# do dissappointing.....



## ohiobassman (May 18, 2005)

i rattled a big 8 point away from two does last night. they were in an alalfa field and he circled down wind of me and crossed a fence about 50 yards away. he came behind my stand looking for the fight, no shot. he then turned around and headed back the way he came. i stopped him at the fence, 50 yard downhill shot. i shot and heard a loud smack. must have caught the shoulder. i followed decent blood for about 80 yards then it started to downpour and all blood was lost. my dad went out today and looked for two hours for him with no luck. i am so dissappointed. this would have been my biggest buck with a bow, he was between 135 and 140 if not bigger. it was such an awesome hunt that i hated it to end this way.


----------



## leadcorebean (Jul 17, 2006)

not to be mean but what do u expect at 50 yards.sorry but 40 yards is even pushing it for me. its not that u cant hit something that far but making the shot count and get in there to do some damage is the point. hope u dont take anything the wrong way just my 2 cents


----------



## H2O Mellon (Apr 5, 2004)

I have to agree @ 50 yards, theres just too much chance to loose a buck of a lifetime.


----------



## ohiobassman (May 18, 2005)

i will agree with you guys, part of me thinks i should have let him walk and hope to see him again, but i practice at 50 yards and it was as open of a shot as you could get. i would never shoot that far if it wasnt. and, it was such a neat hunt and i called him in and everything that i thought i owed it to myself to try and seal the deal. im not done looking for him yet, i am going to broaden my search, there is a big thicket in a woods that is across the road and he headed that way so its not over yet.


----------



## Shortdrift (Apr 5, 2004)

"i will agree with you guys, part of me thinks i should have let him walk and hope to see him again, but i practice at 50 yards and it was as open of a shot as you could get."

50 yards at a target is not the same as 50 yards at a deer. You were wrong in taking that shot.


----------



## fish*FEAR*me (Mar 8, 2006)

i too have to agree with everyone here... i had a similar situation happen this weekend with a nice buck. i rattled this deer in to about 40 yards and couldnt bring myself to letting that arrow fly. i practice at 40 yards all the time too. but its just not a high percentage shot, and there are too many things that can go wrong in the time it takes an arrow to fly 40-50 yards. let this time be a lesson to you and learn from it..thats all. im sure you've been through enough loosing a nice deer like that. keep looking!

_ _ _ _ _ _ _

● Jobs
1 - Answer these questions using the bowhunting thread:
(a) For how many yards did the first poster follow blood before the rain started?
(b) How long did the first poster's dad spend searching for the buck?
(c) How close did fish*FEAR*me rattle in a deer the previous weekend?
2 - Name every distinct username that posts in the bowhunting thread.
3 - Repeat the passage of the bowhunting thread that begins at the words "## Shortdrift (Apr" and stops after "(Mar 8, 2006)".
These records were drawn from a separate source.

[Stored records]
_ _ _ _ _ _ _

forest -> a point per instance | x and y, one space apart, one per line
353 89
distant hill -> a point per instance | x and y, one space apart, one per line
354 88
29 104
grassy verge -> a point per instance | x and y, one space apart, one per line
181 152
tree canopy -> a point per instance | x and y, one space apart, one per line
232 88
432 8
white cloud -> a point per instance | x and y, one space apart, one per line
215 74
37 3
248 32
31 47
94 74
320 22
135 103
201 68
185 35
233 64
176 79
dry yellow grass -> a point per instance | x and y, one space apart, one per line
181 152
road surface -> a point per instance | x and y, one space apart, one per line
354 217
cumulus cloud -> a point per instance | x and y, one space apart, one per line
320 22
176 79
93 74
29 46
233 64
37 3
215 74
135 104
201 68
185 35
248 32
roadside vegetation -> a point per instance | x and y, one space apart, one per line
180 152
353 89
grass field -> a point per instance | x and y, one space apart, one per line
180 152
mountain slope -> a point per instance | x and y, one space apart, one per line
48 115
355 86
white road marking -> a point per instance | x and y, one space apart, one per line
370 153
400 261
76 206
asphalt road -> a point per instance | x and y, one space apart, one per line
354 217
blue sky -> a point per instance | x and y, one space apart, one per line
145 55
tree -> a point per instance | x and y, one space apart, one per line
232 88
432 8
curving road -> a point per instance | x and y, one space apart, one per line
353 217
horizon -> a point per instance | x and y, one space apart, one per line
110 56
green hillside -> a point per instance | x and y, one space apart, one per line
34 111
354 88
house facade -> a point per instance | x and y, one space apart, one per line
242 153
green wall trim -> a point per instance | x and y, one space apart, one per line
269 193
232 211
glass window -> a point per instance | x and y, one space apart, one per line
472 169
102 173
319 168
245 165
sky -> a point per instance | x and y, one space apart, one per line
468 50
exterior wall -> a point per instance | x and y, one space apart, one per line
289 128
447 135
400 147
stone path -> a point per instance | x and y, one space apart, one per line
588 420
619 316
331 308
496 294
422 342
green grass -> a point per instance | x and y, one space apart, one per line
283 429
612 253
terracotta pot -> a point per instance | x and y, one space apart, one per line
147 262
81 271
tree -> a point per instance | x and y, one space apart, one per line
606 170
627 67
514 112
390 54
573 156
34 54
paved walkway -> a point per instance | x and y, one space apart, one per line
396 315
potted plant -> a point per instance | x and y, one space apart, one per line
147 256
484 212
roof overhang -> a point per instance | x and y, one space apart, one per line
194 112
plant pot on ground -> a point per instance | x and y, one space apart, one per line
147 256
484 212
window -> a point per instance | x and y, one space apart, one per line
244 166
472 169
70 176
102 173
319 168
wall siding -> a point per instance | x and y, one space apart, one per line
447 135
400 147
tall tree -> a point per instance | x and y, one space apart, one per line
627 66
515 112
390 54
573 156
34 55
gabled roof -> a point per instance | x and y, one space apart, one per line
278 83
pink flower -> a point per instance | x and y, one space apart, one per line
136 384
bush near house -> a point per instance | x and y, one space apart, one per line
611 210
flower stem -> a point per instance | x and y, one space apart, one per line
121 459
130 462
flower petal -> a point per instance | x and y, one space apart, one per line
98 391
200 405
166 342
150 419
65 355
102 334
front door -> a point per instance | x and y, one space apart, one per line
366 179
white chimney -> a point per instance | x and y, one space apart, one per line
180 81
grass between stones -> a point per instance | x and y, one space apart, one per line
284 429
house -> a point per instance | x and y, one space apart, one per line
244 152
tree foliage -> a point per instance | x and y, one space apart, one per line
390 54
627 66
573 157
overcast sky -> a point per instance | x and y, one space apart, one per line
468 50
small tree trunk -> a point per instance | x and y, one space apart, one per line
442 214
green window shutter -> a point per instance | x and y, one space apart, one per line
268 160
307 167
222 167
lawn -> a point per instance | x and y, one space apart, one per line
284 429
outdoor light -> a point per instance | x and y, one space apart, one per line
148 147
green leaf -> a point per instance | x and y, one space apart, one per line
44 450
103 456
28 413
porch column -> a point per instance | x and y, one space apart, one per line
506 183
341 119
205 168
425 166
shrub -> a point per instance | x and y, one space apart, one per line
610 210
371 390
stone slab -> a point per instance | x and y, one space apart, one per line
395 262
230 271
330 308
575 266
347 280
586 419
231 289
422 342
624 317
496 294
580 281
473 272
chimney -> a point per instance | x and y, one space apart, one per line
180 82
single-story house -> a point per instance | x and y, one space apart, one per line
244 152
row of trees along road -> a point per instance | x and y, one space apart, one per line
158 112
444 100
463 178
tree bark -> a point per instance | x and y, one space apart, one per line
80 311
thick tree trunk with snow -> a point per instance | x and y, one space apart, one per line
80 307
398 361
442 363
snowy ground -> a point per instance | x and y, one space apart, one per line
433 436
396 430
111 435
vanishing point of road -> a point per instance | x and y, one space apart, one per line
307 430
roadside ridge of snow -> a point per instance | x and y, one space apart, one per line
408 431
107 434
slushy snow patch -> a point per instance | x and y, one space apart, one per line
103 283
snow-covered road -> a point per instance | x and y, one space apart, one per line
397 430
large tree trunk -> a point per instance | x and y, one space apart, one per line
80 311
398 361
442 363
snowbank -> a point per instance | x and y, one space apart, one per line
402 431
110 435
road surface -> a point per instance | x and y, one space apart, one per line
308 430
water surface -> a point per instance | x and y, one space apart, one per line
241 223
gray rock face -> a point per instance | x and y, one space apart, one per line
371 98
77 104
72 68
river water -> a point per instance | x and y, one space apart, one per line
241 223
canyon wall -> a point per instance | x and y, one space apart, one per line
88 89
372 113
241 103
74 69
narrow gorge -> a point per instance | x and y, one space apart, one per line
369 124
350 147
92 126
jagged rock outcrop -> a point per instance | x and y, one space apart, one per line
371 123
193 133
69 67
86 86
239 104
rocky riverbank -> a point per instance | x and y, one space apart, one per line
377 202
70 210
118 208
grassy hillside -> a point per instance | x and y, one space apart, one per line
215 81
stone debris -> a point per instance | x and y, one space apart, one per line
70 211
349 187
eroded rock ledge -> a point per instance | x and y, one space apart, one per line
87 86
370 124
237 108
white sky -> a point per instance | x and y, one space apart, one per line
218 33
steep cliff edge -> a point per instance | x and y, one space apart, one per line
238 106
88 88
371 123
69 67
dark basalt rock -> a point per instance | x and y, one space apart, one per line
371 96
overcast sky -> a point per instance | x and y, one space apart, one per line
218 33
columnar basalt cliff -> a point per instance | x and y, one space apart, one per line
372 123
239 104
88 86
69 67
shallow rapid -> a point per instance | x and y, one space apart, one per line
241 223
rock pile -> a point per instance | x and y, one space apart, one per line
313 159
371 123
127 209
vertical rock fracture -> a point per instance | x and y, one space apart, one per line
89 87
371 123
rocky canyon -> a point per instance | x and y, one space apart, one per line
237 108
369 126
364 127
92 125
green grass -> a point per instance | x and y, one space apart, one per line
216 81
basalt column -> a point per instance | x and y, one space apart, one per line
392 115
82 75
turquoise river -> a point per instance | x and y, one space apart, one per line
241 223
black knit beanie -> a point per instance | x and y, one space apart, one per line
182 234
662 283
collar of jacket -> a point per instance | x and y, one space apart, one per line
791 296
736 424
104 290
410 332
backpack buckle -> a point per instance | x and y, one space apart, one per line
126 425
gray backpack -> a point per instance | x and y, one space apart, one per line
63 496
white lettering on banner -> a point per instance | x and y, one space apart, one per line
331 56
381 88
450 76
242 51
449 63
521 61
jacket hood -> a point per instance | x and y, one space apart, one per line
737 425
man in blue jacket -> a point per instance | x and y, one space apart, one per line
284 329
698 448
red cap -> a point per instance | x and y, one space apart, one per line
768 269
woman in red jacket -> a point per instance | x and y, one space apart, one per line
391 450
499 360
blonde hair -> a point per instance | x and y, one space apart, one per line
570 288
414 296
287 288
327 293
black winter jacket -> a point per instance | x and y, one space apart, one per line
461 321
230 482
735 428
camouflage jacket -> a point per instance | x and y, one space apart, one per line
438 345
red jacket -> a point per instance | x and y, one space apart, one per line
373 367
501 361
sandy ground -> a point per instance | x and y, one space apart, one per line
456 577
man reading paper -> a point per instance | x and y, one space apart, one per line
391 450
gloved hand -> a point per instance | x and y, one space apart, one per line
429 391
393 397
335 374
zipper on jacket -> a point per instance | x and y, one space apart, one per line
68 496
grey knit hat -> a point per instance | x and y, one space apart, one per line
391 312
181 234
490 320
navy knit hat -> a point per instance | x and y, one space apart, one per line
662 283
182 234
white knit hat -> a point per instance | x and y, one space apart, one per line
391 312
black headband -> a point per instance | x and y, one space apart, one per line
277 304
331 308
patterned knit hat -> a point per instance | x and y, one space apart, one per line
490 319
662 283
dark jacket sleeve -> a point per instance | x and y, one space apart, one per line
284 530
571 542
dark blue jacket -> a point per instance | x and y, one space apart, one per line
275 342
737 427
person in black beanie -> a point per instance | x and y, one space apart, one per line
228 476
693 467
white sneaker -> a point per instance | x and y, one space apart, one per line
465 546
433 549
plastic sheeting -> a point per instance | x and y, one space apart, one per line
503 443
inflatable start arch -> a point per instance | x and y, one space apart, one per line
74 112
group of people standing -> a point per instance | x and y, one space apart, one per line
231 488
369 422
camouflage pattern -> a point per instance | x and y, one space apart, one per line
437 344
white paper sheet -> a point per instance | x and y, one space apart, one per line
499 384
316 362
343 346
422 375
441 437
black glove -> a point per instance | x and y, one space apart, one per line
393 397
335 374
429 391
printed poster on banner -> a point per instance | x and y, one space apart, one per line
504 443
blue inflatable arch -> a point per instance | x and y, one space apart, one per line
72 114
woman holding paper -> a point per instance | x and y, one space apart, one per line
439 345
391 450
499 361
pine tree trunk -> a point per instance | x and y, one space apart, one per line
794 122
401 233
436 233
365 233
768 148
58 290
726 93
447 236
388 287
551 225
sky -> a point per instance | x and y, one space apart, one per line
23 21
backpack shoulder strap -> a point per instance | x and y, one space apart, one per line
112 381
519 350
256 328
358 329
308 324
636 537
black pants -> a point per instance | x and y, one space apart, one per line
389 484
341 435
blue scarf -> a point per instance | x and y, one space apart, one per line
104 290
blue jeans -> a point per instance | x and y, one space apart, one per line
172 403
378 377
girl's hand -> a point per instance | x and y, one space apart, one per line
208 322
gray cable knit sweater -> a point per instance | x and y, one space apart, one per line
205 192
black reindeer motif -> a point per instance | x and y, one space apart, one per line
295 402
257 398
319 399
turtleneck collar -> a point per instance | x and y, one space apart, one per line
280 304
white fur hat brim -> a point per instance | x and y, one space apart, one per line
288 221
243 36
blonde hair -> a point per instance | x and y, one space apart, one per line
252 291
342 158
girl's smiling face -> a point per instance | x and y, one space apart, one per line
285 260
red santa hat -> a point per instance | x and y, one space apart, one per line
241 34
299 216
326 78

_ _ _ _ _ _ _

● Replies
1 -
(a) About 80 yards
(b) Two hours
(c) About 40 yards

2 -
ohiobassman
leadcorebean
H2O Mellon
Shortdrift
fish*FEAR*me

3 -
## Shortdrift (Apr 5, 2004)

"i will agree with you guys, part of me thinks i should have let him walk and hope to see him again, but i practice at 50 yards and it was as open of a shot as you could get."

50 yards at a target is not the same as 50 yards at a deer. You were wrong in taking that shot.


----------



## fish*FEAR*me (Mar 8, 2006)